# start of EXCERPTED RECORDS

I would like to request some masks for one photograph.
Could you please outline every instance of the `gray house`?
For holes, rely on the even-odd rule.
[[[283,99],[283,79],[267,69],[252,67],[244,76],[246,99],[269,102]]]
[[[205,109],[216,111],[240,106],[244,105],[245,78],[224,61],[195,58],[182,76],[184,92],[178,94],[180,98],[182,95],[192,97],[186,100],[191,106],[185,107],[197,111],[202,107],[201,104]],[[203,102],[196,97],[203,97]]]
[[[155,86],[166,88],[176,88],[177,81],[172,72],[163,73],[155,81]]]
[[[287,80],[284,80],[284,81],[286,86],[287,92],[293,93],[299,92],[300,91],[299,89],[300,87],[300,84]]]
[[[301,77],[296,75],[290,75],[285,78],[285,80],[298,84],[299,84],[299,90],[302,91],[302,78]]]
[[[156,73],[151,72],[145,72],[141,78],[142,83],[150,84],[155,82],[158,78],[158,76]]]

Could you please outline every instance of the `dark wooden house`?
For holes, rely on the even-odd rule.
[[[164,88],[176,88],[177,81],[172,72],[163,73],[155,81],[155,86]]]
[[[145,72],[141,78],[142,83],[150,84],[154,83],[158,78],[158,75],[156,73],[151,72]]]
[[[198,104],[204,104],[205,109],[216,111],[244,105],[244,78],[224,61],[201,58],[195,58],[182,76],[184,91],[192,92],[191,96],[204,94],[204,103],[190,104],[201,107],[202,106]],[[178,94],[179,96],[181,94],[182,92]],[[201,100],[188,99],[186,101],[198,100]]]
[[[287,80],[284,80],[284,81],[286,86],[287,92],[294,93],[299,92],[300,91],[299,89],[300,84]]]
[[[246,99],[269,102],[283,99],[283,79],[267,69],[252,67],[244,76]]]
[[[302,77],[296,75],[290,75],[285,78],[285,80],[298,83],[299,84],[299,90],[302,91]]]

# end of EXCERPTED RECORDS

WHAT THE EXERCISE ASKS: Write out all the rows above again, switching every "even-odd rule" to "nonzero winding rule" and changing nothing else.

RESULT OF THE TASK:
I would like to request some masks for one photograph.
Could you please outline every instance of the `gray house`?
For holes, rely on the nonzero winding rule.
[[[283,99],[283,79],[267,69],[252,67],[244,76],[246,99],[269,102]]]
[[[205,109],[216,111],[240,106],[244,105],[245,78],[224,61],[195,58],[182,76],[184,92],[178,94],[180,98],[182,95],[192,97],[186,100],[191,106],[185,107],[197,111],[202,107],[201,104]],[[203,102],[196,97],[203,97]]]
[[[155,86],[166,88],[176,88],[177,81],[172,72],[163,73],[155,81]]]
[[[287,80],[284,80],[284,81],[286,86],[287,92],[293,93],[299,92],[300,91],[299,89],[300,87],[300,84]]]
[[[301,77],[296,75],[290,75],[285,78],[285,80],[298,84],[299,84],[299,90],[302,91],[302,78]]]
[[[156,73],[151,72],[145,72],[141,78],[142,83],[150,84],[155,82],[158,78],[158,76]]]

Could you please outline every instance of the `dark wooden house`?
For holes, rely on the nonzero winding rule.
[[[164,88],[176,88],[177,81],[172,72],[163,73],[155,81],[155,86]]]
[[[145,72],[141,78],[142,83],[150,84],[154,83],[158,78],[158,75],[156,73],[151,72]]]
[[[198,104],[204,104],[205,109],[216,111],[244,105],[244,78],[224,61],[201,58],[195,58],[182,76],[184,91],[192,92],[191,96],[204,94],[204,103],[190,104],[201,107],[202,106]],[[178,94],[179,96],[181,94],[182,92]],[[201,100],[188,99],[186,101],[198,100]]]
[[[287,80],[284,80],[284,81],[286,86],[287,92],[294,93],[299,92],[300,91],[299,89],[300,84]]]
[[[246,99],[269,102],[283,99],[283,79],[267,69],[252,67],[244,76]]]
[[[302,77],[296,75],[290,75],[285,78],[285,80],[298,83],[299,84],[299,90],[302,91]]]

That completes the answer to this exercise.